Extracted data:
※

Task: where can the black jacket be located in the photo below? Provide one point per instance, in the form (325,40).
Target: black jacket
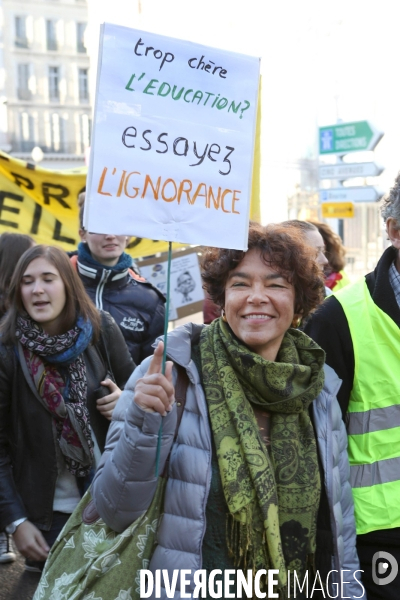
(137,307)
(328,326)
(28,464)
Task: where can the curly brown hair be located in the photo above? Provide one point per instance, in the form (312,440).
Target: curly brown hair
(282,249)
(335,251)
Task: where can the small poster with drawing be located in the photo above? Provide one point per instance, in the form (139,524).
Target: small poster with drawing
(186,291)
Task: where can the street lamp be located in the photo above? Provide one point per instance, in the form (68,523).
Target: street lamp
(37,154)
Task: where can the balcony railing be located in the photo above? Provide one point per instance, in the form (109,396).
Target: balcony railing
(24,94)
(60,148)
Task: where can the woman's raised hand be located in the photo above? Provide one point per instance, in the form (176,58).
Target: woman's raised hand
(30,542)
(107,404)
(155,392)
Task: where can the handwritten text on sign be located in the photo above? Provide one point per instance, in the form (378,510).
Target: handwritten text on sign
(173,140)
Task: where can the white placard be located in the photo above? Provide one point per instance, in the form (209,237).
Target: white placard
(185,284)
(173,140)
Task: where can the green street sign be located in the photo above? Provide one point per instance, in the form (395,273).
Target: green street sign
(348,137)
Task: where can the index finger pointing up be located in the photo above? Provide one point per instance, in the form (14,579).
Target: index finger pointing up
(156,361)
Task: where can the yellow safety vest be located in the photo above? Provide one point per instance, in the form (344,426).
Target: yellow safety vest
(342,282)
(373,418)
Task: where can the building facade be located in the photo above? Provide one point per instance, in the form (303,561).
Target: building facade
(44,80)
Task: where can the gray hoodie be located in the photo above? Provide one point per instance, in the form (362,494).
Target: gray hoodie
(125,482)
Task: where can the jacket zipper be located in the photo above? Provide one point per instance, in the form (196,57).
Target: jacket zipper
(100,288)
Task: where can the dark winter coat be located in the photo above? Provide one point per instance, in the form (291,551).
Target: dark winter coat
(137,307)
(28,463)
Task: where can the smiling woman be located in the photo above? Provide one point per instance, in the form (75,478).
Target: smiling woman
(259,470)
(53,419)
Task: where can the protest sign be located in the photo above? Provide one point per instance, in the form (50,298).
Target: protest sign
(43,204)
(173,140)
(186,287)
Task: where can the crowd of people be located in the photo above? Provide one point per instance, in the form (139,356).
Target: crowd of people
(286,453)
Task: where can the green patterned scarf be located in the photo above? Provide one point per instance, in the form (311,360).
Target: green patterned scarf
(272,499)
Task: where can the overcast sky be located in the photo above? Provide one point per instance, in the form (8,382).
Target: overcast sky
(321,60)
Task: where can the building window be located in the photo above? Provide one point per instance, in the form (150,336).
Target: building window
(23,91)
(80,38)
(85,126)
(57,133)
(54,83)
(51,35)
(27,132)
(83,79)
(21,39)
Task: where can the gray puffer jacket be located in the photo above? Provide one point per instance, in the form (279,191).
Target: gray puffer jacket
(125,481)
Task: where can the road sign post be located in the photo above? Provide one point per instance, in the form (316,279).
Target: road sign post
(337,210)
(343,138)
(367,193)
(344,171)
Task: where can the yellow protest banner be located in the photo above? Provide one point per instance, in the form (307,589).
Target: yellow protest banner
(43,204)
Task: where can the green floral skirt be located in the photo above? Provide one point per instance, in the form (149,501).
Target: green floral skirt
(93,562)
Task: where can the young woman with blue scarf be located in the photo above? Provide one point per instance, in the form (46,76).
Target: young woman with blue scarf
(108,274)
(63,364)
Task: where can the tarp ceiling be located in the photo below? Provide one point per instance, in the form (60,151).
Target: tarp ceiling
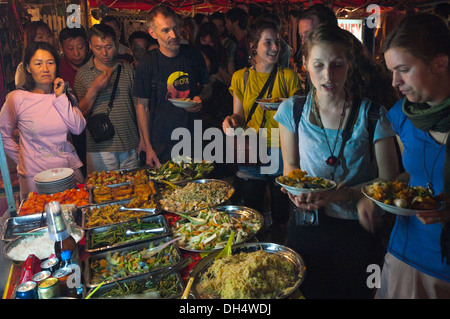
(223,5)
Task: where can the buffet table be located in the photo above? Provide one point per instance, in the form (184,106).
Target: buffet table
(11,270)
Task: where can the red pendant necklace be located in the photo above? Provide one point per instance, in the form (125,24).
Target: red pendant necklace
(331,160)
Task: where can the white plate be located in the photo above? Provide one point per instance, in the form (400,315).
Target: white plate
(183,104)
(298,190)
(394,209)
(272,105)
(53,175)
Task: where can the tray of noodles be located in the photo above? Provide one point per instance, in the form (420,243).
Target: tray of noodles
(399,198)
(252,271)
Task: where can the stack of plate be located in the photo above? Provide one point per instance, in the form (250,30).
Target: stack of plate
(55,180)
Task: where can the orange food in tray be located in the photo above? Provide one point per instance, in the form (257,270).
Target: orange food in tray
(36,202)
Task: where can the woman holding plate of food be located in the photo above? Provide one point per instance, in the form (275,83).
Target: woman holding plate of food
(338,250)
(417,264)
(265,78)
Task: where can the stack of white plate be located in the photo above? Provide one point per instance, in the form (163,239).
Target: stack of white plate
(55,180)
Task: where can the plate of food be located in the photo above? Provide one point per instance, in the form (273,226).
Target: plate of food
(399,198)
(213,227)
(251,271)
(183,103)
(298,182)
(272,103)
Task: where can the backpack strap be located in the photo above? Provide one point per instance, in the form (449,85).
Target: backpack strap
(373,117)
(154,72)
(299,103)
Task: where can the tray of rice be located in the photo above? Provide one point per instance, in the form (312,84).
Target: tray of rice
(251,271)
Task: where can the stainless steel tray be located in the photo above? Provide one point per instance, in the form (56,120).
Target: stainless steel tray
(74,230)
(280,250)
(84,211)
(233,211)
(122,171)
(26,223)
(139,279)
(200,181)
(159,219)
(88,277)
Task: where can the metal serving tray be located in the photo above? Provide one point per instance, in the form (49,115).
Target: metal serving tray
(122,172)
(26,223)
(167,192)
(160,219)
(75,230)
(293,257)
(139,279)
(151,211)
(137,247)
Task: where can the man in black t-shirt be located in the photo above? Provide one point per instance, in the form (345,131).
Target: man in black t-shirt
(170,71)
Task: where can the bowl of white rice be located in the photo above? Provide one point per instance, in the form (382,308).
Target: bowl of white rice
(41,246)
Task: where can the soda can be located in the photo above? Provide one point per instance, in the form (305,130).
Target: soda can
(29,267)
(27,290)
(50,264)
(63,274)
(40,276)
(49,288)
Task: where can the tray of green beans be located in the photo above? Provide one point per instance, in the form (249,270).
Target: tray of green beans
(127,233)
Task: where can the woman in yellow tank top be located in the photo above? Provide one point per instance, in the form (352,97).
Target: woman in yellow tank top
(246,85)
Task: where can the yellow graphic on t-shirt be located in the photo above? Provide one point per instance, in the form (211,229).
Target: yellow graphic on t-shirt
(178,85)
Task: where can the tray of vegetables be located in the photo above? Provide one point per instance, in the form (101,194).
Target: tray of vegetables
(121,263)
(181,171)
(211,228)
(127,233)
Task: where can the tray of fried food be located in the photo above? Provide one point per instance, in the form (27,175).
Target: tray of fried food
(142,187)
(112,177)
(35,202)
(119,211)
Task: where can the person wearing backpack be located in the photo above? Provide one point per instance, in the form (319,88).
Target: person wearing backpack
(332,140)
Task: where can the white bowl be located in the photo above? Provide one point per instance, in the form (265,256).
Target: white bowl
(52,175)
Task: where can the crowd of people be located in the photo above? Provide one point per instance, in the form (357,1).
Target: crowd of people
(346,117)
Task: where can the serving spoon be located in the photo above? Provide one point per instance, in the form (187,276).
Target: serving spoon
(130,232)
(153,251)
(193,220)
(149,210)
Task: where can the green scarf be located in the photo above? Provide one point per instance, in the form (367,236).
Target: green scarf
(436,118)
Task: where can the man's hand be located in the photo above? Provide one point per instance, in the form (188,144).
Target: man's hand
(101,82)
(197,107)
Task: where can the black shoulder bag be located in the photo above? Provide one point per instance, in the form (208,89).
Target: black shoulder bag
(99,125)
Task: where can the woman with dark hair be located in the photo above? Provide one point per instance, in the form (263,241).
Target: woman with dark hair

※

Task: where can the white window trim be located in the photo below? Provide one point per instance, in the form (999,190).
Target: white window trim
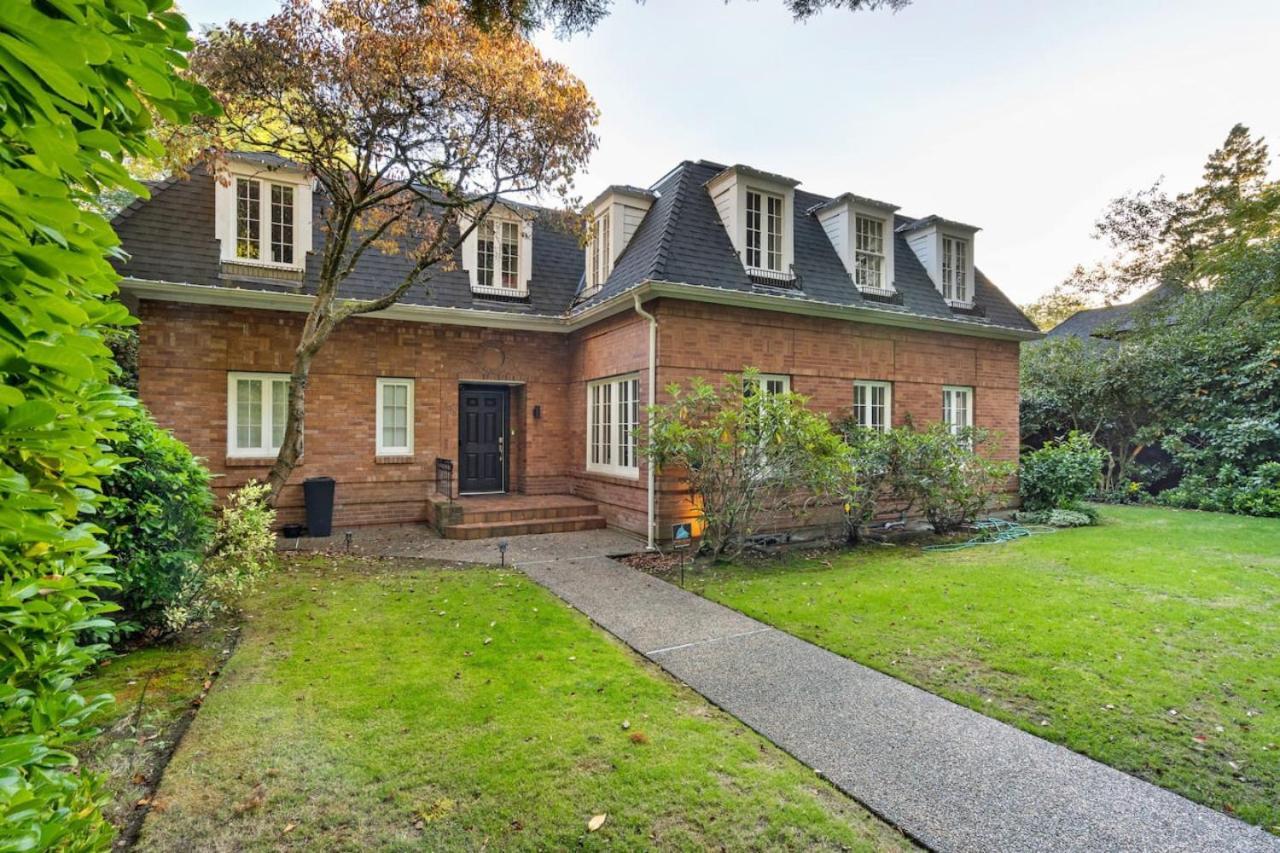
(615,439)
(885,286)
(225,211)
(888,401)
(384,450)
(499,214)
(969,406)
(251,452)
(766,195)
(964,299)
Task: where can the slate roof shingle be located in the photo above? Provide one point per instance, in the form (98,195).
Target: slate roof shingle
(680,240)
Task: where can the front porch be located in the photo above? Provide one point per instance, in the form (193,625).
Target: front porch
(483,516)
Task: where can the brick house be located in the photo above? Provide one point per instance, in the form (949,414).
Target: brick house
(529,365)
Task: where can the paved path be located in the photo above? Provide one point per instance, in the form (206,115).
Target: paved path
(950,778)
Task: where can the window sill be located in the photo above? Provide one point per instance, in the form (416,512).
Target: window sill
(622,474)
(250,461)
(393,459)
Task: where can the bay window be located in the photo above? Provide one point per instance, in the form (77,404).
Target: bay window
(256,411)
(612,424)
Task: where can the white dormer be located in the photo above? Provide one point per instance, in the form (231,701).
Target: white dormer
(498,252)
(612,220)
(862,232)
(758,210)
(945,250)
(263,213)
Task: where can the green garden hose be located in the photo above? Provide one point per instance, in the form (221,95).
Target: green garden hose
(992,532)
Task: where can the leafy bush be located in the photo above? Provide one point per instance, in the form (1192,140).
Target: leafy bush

※

Problem: Within the material above, copy exactly the lines from the line that holds "Target: metal serving tray" up to and including the line that holds "Task: where can the serving".

Solution to the problem:
Target: metal serving tray
(122,172)
(26,223)
(167,192)
(160,219)
(75,230)
(293,257)
(139,279)
(151,211)
(137,247)
Task: where can the man in black t-shirt be located in the photo above? Provide one point per instance, in the form (345,131).
Target: man in black t-shirt
(170,71)
Task: where can the bowl of white rice be located in the photo above? Provide one point per instance, in the form (382,308).
Target: bowl of white rice
(41,246)
Task: where can the soda can be located in the photo above? Provide one point per instance, in the form (305,130).
Target: soda can
(29,267)
(27,290)
(50,264)
(63,274)
(40,276)
(49,288)
Task: where can the tray of green beans be located in the photo above? Provide one point per instance, in the form (249,270).
Target: tray of green beans
(127,233)
Task: where can the woman in yellow tank top be located in the photo above? Provide one point per instance, in the form (352,97).
Target: woman in yellow tank top
(246,85)
Task: where can the yellow graphic on t-shirt be located in the photo above? Provide one point per instance, in the form (211,229).
Target: yellow graphic on t-shirt
(178,85)
Task: where can the tray of vegetables be located in the photo above? Provide one point per instance, in the form (101,194).
Target: tray of vegetables
(121,263)
(181,171)
(211,228)
(127,233)
Task: where can the tray of fried food be located in the photo above? Provide one point per instance, in the form (27,175).
Target: tray of fried food
(142,187)
(112,177)
(35,202)
(119,211)
Task: where can the person wearing backpack be located in the photo above? Provide one point per instance, in the form (319,88).
Target: person wearing backpack
(332,140)
Task: where can the white bowl be located in the photo above? Provide one point per instance, in the form (265,256).
Target: white bowl
(52,175)
Task: where can the crowd of people be located in the photo above? Provide one point per instance, in the form (357,1).
Target: crowd of people
(346,117)
Task: where can the serving spoon be located in the photo above? Provide one point per instance, in the form (187,276).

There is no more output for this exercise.